Most of the time if you're optimizing for CPU, your program will use more
memory. This is the classic space-time trade-off:
https://en.wikipedia.org/wiki/Space%E2%80%93time_tradeoff

Note that modern computers and the memory hierarchy make this trade-off less
clear. It's very easy for lookup tables to be "far away" in memory (and
therefore expensive to access) making it faster to just recompute every time
it's needed. This also means that benchmarking will frequently show
improvements that are not realized in the production system due to cache
contention (e.g., lookup tables are in the processor cache during
benchmarking but always flushed by "real data" when used in a real system.
See the graphs 4 and 5 in the Jump Hash paper:  https://arxiv.org/pdf/1406.2294.pdf )

Further, while data compression increases CPU time, if there are data
transfers involved (disk or network), the CPU time spent decompressing will
be trivial compared to the saved transfer time which will be orders of
magnitude slower.

algorithmic tuning:
  keep the old implementation around for testing

program tuning:
   best done in tiny steps, a few statements at a time
   moving from floating point math to integer math
   or mandelbrot removing sqrt, or lttb removing abs
   
some tunings are working around runtime or compiler code generation issue:
  always flag these with the appropriate issue so you can revisit
  assembly math.Abs() vs code generation vs function call overhead
  exploit a mathematical identity: https://go-review.googlesource.com/c/go/+/85477
  just clearing the parts you used, rather than an entire array

Program tuning used to be an art form, but then compilers got better. So now
it turns out that compilers can optimize straight-forward code better than
complicated code. The Go compiler still has a long way to go to match gcc and
clang, but it does mean that you need to be careful when tuning and
especially when upgrading that your code doesn't become "worse". There are
definitely cases where tweaks to work around the lack of a particular
compiler optimization became slower once the compiler was improved.

Keep comments. If something doesn't need to be done, explain why.  Frequently
when optimizing an algorithm you'll discover steps that don't need to be
performed under some circumstances.  Document them. Somebody else might think
it's a bug and needs to be put back.

Empty program gives the wrong answer in no time at all. It's easy to be fast
if you don't have to be correct. But it means you can use an optimization
some of the time if you're sure it's in range.

Have an intuitive grasp of the different O() levels:
  - simple loop, O(n)
  - nested loop, O(n*m)
  - binary-search O(log n)
  - divide-and-conquer O(n log n)
  - combinatoric - look out!!

Know how big each of these input sizes is likely to be when coding. You don't
always have to shave cycles, but also don't be dumb.

Beware high constants Look for simpler algorithms with small constants.
Debugging an optimized algorithm is harder than debugging a simple one. Look
for algorithm the paper you're implementing claims to best and do that one
instead.

Choose algorithms based on problem size: (stdlib quicksort)
Detect and specialize for common or easy cases: stdlib string

Beware algorithms with high startup costs.  For example,
   search is O(log n), but you have to sort first.
   If you just have a single search to do, a linear scan will be faster.

**Records for processing**
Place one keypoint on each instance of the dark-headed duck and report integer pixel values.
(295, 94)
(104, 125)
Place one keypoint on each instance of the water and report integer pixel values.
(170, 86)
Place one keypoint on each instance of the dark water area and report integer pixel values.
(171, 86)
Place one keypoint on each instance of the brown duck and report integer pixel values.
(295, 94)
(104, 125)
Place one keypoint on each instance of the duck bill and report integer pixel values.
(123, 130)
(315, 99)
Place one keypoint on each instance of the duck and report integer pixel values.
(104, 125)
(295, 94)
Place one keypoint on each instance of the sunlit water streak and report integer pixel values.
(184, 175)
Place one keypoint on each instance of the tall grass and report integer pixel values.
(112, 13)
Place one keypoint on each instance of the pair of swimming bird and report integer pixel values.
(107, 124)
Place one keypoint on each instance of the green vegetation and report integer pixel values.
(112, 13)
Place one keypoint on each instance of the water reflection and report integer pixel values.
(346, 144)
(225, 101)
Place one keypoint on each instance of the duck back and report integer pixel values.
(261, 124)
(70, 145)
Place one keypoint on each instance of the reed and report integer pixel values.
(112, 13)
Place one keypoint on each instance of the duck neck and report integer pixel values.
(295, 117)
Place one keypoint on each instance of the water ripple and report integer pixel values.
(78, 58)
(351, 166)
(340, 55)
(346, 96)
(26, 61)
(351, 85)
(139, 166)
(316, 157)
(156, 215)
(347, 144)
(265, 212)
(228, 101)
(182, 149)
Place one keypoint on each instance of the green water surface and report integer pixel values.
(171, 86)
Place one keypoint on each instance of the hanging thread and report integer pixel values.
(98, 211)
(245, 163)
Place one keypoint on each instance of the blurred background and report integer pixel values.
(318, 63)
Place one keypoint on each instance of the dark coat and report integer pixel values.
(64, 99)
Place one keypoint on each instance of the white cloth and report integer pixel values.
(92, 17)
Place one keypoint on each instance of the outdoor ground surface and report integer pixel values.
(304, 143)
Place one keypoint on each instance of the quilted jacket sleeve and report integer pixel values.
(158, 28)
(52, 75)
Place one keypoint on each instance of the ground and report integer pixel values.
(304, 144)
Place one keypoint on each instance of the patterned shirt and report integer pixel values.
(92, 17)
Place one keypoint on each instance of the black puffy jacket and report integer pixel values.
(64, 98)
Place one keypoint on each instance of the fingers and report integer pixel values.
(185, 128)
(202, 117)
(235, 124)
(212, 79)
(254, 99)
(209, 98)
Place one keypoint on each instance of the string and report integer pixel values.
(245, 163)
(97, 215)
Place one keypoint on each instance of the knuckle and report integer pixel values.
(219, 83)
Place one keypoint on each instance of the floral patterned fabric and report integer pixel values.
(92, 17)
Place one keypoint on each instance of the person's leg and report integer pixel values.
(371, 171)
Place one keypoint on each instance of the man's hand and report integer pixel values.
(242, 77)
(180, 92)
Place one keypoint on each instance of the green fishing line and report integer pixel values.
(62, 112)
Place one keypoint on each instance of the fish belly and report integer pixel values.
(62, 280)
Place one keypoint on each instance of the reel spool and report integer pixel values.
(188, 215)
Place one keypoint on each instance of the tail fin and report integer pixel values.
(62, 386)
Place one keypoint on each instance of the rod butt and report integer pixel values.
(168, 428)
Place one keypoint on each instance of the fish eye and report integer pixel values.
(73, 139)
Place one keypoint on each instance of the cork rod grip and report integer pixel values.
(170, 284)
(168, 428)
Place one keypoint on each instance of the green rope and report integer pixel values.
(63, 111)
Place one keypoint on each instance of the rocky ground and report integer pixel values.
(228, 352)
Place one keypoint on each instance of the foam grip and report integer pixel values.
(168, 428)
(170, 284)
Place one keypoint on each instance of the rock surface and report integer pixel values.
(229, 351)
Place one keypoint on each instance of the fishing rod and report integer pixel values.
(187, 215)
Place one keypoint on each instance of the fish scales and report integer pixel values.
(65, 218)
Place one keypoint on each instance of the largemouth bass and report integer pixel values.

**Parts of the exercise**
**1)** According to the optimization notes, when will a linear scan be faster than sorting first and then searching?
**2)** Filter the listing down to every line containing the string "surface". Case matters when matching.

**Correct answers**
**1)** When there is only a single search to do.

**2)**
Place one keypoint on each instance of the green water surface and report integer pixel values.
Place one keypoint on each instance of the outdoor ground surface and report integer pixel values.
Place one keypoint on each instance of the rock surface and report integer pixel values.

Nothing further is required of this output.